• **Text provided**
....

Sunday, May 3, 2026

Zombie Apocalypse: Doomsday-Z GPT Offers Guide




tl;dr: as of this writing, don't bother with any goals past Level 150. The game makes it essentially impossible to proceed a little past there, even if spending money (details below). Also, don't bother spending money, level 100 can be reached in a couple days without it. You may want to hang back a little while on this one and see if they ever address this with future updates.


ZA: Doomsday-Z is kind of a House of the Dead / Virtua Cop knockoff until level 18, when it also occasionally becomes the Ukraine War Simulator and has Wifebeater Gopniks and drones team up with the zombies to take you on. 

In general, the assault rifles/machines guns are best to stick with as you'll often have to shoot posted-up enemies at long distances. There are occasional levels where a shotgun is useful but a good rifle is always useful.

That said, also pretty much upgrade guns whenever they offer at least two or three thousand more power. The game doesn't tell you but the power rating also influences how much health you have / damage you can take. For most weapons don't bother upgrading too much unless you're stuck on one for a long time. 

The very first thing to do is go into the game's settings and adjust the sensitivity. It defaults to very low and will have you scraping all around the screen to aim. I found setting it toward the middle was best.

If you want to watch a pre-level ad to get a bonus ammo type, you pretty much always want Shock. It stuns and damages enemies a bit, but also leaps to nearby enemies and can kill off the weaker ones without you having to shoot them. All that said, it's only worth it if you already failed a level but feel like you just need a little extra boost to get through it.

Save all your gold bars. Around level 40 you'll get an offer to use them to buy an M6 (with a bonus of a bunch of cash) for 200 gold bars, which you should take. You can similarly use 300-350 of them to buy several more new weapons along the way, culminating with the T3 AK with a yellow plate and white accents around level 100. Unfortunately, the game becomes unplayable not long after this. If you want gold or cash you can grind ads seemingly endlessly while watching a show or something.

....

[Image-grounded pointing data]
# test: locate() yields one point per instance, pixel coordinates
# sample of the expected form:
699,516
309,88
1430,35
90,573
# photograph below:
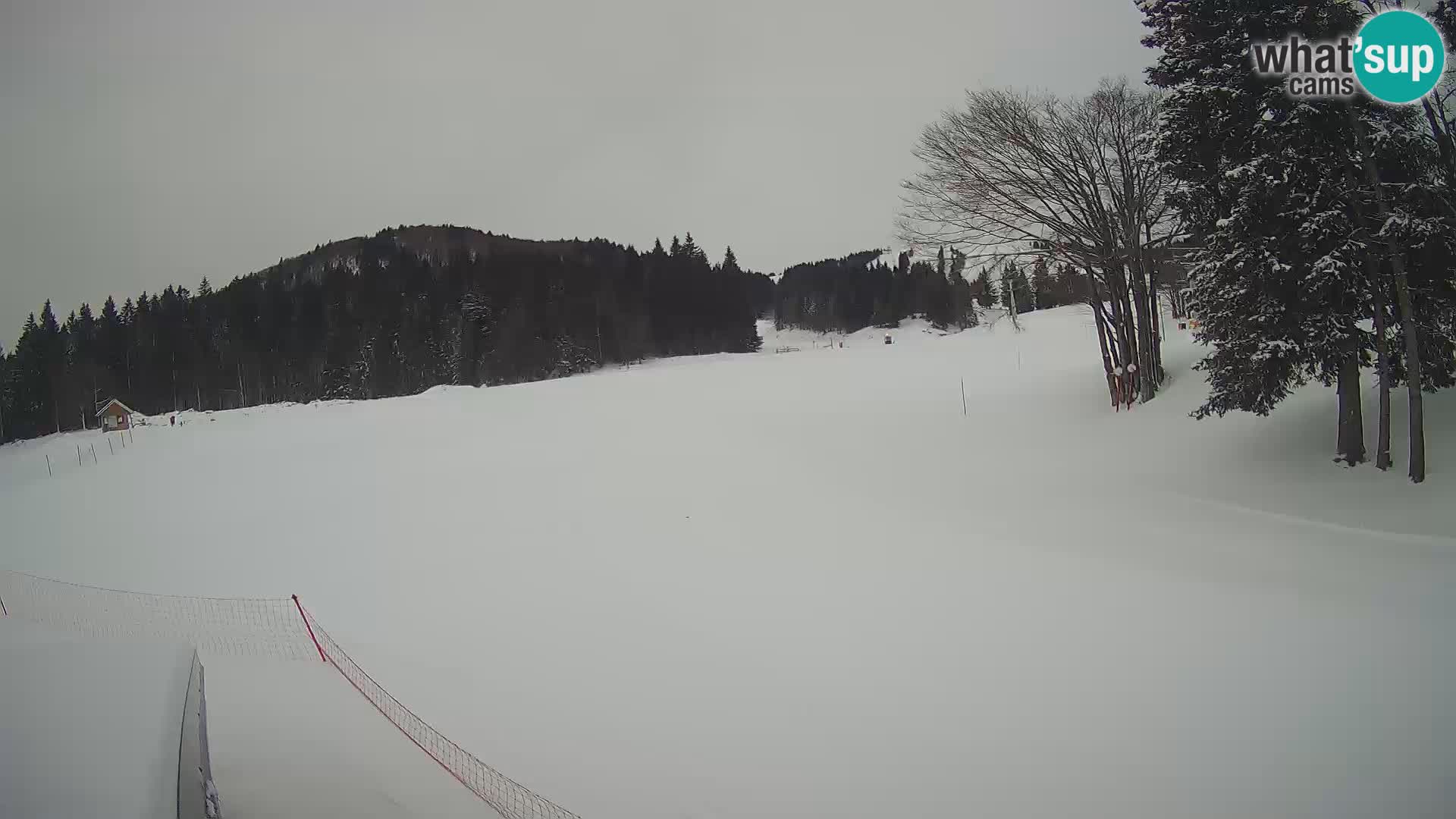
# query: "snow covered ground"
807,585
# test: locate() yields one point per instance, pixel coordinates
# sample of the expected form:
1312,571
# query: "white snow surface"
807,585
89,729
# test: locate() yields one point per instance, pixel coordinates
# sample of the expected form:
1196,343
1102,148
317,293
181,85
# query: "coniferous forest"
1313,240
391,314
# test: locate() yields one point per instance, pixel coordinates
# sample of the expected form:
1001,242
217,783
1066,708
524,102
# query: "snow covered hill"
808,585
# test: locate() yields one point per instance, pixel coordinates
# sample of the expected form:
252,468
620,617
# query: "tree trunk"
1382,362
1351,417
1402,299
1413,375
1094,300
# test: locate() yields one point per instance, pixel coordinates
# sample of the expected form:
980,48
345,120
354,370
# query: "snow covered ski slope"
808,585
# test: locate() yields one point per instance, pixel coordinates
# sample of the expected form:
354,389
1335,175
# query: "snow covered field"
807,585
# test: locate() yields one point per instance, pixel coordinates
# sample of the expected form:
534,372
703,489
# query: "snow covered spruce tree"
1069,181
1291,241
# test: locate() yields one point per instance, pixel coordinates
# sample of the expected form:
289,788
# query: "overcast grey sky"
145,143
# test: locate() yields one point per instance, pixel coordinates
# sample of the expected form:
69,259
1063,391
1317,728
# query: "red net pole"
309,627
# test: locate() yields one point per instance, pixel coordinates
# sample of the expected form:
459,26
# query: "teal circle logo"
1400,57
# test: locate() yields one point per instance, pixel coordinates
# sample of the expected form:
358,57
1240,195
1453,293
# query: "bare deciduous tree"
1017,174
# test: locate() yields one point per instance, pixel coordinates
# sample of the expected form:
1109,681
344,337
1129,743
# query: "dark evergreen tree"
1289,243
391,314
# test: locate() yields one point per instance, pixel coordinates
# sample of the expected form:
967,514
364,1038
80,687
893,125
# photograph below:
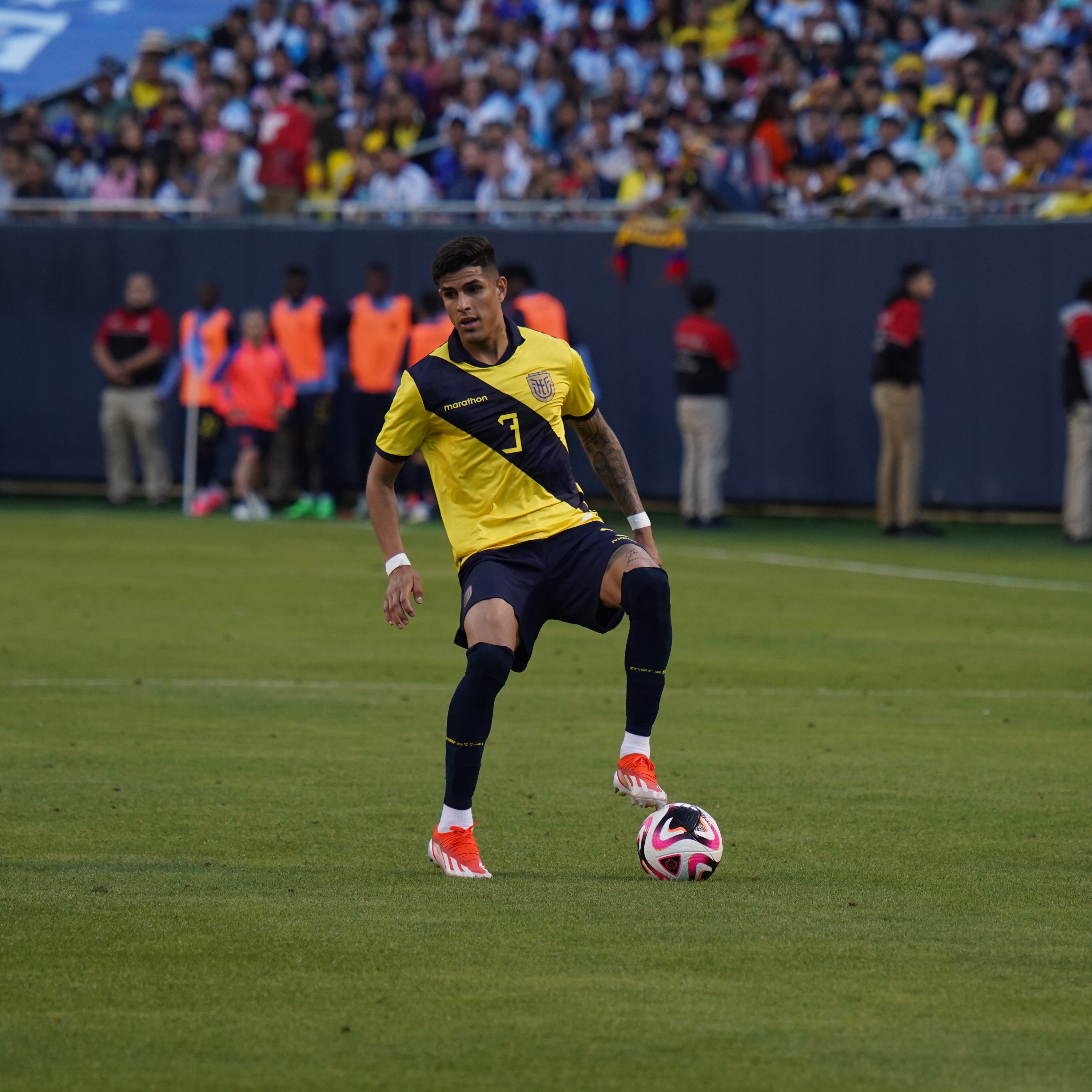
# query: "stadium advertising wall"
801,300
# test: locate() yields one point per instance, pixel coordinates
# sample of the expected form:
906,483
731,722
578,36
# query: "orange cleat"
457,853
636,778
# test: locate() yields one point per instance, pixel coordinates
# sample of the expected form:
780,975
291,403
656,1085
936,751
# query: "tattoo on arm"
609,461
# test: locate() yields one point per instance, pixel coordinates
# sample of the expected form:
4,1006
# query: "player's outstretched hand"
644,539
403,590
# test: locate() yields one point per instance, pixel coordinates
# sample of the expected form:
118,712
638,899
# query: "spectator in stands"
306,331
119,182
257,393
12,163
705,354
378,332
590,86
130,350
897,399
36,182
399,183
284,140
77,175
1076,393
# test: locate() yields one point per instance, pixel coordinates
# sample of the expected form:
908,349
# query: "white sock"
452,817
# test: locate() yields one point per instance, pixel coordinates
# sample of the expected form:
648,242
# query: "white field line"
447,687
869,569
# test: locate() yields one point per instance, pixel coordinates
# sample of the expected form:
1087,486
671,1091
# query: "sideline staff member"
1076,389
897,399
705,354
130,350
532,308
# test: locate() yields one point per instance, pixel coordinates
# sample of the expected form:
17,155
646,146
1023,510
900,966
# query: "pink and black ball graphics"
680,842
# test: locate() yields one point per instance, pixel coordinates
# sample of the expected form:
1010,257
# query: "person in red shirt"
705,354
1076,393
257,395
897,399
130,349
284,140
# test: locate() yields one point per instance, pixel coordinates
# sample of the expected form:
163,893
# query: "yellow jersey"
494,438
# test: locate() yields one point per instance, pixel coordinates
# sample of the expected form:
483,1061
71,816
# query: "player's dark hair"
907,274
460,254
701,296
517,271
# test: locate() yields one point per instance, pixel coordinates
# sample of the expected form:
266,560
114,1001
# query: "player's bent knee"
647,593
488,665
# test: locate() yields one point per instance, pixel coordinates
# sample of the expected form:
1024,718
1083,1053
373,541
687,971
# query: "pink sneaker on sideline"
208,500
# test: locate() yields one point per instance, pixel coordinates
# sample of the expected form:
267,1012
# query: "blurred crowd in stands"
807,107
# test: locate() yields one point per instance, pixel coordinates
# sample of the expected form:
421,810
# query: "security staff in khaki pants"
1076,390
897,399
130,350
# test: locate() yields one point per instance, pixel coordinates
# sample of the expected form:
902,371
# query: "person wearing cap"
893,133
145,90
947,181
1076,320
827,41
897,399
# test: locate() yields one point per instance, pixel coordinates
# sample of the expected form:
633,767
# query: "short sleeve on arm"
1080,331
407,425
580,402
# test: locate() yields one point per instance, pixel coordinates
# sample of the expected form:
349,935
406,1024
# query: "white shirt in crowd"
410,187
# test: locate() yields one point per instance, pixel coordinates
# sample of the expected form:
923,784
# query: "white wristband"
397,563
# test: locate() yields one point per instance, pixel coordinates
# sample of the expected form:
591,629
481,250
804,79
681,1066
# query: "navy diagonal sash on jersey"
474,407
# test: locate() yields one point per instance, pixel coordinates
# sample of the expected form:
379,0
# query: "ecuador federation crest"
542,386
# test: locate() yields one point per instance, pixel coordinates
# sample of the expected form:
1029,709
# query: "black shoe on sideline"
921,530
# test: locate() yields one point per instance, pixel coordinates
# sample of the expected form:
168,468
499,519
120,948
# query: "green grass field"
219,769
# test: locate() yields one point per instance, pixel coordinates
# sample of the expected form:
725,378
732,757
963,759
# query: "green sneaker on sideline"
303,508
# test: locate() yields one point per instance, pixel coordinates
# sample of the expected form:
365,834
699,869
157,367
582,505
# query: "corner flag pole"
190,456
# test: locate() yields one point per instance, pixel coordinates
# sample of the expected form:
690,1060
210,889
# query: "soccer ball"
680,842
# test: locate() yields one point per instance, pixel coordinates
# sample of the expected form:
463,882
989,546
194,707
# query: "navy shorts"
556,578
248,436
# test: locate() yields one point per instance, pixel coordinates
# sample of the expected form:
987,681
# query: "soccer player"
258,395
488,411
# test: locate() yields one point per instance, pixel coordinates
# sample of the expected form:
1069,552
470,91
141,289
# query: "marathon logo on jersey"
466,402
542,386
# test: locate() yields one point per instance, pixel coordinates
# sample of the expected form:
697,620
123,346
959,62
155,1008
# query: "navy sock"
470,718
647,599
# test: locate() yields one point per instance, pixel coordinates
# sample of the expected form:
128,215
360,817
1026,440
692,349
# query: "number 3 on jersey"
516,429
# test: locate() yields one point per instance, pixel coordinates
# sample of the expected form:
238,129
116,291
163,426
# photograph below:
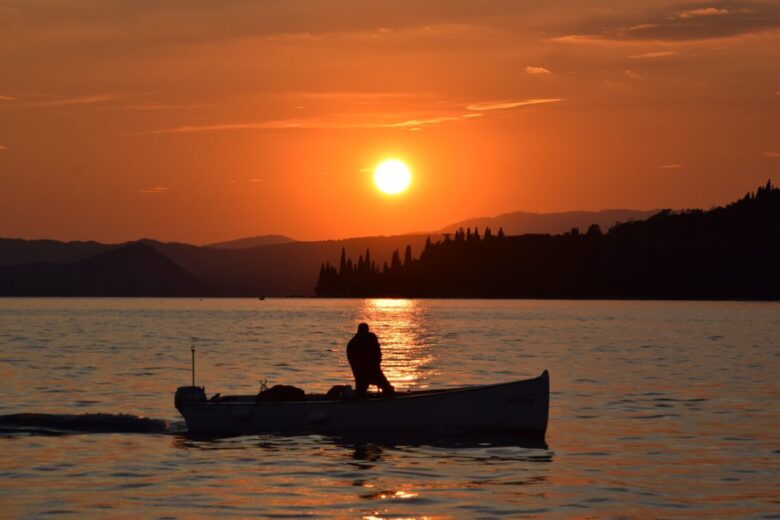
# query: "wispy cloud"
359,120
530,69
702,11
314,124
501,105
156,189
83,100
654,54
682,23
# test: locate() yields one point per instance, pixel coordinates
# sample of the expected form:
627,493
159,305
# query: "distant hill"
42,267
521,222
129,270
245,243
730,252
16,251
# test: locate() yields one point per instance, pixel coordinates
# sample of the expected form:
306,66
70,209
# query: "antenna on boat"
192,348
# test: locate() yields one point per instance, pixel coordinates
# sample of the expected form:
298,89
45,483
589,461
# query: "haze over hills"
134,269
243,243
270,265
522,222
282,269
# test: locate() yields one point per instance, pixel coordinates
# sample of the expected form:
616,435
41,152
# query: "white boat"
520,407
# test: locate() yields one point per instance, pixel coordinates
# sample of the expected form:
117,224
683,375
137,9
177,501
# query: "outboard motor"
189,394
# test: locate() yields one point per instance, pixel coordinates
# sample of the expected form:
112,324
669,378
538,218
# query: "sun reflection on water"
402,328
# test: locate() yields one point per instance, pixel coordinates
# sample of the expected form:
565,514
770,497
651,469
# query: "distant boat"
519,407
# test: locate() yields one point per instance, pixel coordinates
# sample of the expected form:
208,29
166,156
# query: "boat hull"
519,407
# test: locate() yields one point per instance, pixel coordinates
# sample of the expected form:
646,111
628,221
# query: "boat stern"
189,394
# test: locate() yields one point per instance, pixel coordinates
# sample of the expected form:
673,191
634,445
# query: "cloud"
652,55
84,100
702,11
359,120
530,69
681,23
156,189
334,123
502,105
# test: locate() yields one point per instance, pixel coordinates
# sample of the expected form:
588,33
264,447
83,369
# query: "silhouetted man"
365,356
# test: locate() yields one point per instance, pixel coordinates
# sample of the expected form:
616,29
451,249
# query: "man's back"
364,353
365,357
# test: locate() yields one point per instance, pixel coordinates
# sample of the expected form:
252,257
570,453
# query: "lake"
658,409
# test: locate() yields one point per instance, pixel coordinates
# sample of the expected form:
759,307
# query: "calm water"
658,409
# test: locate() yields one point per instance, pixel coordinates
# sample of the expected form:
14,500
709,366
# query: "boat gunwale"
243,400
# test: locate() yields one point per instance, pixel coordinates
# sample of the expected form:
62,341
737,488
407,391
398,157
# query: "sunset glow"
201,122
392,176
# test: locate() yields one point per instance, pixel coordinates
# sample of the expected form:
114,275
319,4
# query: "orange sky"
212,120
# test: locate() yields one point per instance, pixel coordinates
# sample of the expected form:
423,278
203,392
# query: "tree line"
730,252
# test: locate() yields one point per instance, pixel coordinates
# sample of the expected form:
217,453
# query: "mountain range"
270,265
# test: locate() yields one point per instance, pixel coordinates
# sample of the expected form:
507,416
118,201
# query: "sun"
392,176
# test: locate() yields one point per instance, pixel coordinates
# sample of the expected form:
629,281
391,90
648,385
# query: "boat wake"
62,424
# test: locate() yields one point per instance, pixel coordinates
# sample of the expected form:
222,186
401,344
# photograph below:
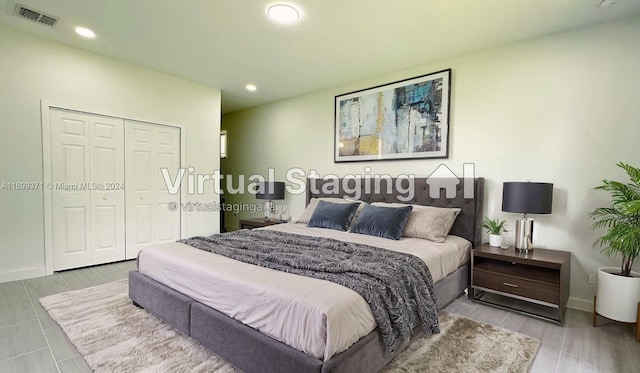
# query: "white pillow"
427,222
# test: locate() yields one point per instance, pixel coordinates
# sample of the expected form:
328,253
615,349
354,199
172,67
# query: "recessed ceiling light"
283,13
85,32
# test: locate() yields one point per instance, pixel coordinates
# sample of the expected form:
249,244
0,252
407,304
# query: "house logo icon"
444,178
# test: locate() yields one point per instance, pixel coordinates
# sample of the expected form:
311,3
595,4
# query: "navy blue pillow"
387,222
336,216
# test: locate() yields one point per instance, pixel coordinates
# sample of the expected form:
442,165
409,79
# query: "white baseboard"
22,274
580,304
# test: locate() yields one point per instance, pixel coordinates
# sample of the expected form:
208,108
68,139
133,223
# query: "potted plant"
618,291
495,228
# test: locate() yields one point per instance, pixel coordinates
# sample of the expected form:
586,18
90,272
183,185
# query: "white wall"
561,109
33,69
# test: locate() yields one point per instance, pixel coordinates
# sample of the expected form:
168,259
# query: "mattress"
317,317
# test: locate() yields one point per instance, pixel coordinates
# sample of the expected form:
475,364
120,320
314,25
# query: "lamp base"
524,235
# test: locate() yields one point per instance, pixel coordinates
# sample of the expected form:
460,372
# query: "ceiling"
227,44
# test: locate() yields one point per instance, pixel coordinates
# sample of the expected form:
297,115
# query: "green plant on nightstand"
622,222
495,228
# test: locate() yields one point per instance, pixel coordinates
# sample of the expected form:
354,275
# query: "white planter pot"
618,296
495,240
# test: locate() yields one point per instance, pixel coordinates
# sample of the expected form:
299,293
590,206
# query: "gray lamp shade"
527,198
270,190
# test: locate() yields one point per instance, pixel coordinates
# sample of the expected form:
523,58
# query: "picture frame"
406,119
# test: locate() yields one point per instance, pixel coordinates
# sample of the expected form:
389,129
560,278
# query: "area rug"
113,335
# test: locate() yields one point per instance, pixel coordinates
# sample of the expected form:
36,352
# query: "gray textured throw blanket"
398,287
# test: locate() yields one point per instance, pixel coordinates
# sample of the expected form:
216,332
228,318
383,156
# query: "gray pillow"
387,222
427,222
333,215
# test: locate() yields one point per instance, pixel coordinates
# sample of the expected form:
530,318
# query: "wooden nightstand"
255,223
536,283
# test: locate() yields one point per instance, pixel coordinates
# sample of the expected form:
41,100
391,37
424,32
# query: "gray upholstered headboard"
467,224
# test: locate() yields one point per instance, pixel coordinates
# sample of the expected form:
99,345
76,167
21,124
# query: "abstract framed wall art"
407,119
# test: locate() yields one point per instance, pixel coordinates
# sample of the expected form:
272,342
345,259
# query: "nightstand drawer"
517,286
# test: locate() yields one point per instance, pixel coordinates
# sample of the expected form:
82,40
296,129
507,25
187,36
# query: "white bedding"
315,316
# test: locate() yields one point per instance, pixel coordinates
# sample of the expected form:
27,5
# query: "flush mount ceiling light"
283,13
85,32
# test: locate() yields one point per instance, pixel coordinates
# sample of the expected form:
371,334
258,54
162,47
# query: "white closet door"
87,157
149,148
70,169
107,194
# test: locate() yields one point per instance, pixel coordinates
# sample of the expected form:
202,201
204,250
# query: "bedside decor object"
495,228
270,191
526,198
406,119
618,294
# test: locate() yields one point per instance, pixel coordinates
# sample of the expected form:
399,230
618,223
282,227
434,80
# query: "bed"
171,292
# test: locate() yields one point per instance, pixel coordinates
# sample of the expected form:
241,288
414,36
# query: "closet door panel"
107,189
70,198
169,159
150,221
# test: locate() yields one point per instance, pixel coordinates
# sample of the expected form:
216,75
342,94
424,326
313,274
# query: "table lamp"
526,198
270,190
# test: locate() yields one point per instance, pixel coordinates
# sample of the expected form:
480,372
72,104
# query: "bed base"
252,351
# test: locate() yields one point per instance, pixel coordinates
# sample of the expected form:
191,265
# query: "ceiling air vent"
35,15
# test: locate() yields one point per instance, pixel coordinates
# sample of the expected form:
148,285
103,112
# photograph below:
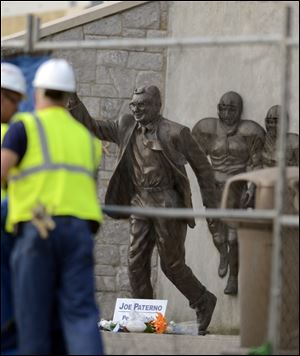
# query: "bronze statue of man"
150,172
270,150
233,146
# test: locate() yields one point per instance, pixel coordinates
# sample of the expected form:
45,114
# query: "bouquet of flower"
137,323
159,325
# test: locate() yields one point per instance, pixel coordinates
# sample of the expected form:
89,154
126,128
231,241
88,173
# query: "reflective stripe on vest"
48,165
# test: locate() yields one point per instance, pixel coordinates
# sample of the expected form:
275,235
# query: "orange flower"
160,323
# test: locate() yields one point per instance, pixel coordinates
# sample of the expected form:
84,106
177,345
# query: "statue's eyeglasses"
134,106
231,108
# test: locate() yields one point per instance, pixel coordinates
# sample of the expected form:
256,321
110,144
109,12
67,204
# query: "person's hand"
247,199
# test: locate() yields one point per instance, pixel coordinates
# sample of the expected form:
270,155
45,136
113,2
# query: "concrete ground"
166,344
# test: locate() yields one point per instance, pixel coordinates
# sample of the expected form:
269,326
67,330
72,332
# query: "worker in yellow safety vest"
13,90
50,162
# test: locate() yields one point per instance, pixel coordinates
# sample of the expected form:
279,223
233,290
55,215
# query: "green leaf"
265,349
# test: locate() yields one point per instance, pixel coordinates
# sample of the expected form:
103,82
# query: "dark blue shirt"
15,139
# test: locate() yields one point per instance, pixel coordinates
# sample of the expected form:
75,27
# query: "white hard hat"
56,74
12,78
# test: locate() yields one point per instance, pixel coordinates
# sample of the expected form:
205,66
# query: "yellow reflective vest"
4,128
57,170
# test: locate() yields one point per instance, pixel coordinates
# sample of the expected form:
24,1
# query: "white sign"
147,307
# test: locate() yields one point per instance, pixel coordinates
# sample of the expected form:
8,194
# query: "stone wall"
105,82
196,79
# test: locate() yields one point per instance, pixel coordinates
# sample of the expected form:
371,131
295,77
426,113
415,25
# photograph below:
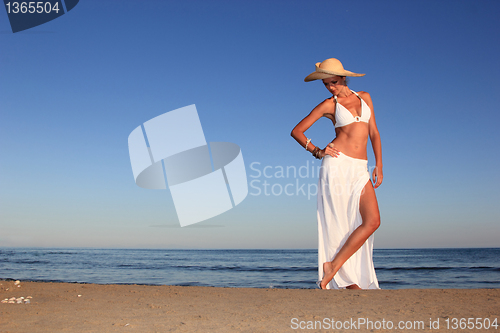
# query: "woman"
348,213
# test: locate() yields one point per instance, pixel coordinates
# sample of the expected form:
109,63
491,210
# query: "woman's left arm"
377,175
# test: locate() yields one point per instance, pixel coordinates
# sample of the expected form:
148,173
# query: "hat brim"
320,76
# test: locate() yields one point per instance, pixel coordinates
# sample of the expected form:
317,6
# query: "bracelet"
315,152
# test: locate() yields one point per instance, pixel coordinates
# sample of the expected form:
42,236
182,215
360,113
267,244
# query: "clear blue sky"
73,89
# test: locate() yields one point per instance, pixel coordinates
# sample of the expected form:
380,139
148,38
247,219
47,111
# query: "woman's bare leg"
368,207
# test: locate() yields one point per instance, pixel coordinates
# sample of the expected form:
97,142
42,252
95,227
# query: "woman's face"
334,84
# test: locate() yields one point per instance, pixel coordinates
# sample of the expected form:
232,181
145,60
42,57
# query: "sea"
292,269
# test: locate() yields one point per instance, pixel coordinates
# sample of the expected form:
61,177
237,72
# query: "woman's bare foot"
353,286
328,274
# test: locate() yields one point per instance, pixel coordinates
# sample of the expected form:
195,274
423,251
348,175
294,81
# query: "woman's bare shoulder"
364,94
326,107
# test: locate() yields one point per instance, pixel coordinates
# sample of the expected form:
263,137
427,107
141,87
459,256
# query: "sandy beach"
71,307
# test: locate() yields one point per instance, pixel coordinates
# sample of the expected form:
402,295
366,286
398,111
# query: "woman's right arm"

....

• **Required tasks**
1 – Summarize the Doomsday-Z guide in two sentences.
2 – Extend the Doomsday-Z guide with a paragraph that picks up after its final sentence.

• **Replies**
1 – The guide advises against chasing goals past Level 150 or spending money, because the game becomes essentially impossible a little past that level and level 100 can be reached in a couple of days without paying. It recommends setting the aim sensitivity toward the middle, sticking with assault rifles, upgrading guns when they offer two or three thousand more power, picking Shock ammo from pre-level ads, and saving gold bars for weapon offers such as the M6 around level 40.

2 –
GPT sites offer a couple goals that appear to pay you for spending money, but there's a catch in both cases. The 6.99 subscription gives you three free days, then bills you, but will continue to bill this amount WEEKLY until you cancel it. You can get the 2.50 profit out of it or whatever if you really want, but be careful. The other offer is the "trial pack" which I never saw actually appear anywhere while playing.

Around level 65-70, you start occasionally encountering the phenomenon of "invincible zombies." Usually a regular shuffler of some sort, but you can shoot and shoot and bullets just pass right through them forever. There are a few ways to deal with them, that work at least up to level 150 or so. The first is to grind ads for gold/cash and upgrade your gun if possible, sometimes a substantial increase in power makes them vincible again. The next to try is get the Shock ammo before the level, when positioned right sometimes a vulnerable zombie can be hit and jump the shock to the invincible ones. The final is to buy a bat or three and use them when they get close, but this doesn't even work 100% of the time. Everything stops working somewhere in the 150s even when you spend money on everything available, so that's the point to quit the game until reviews indicate it's possible to get farther (I wouldn't guess it will ever happen).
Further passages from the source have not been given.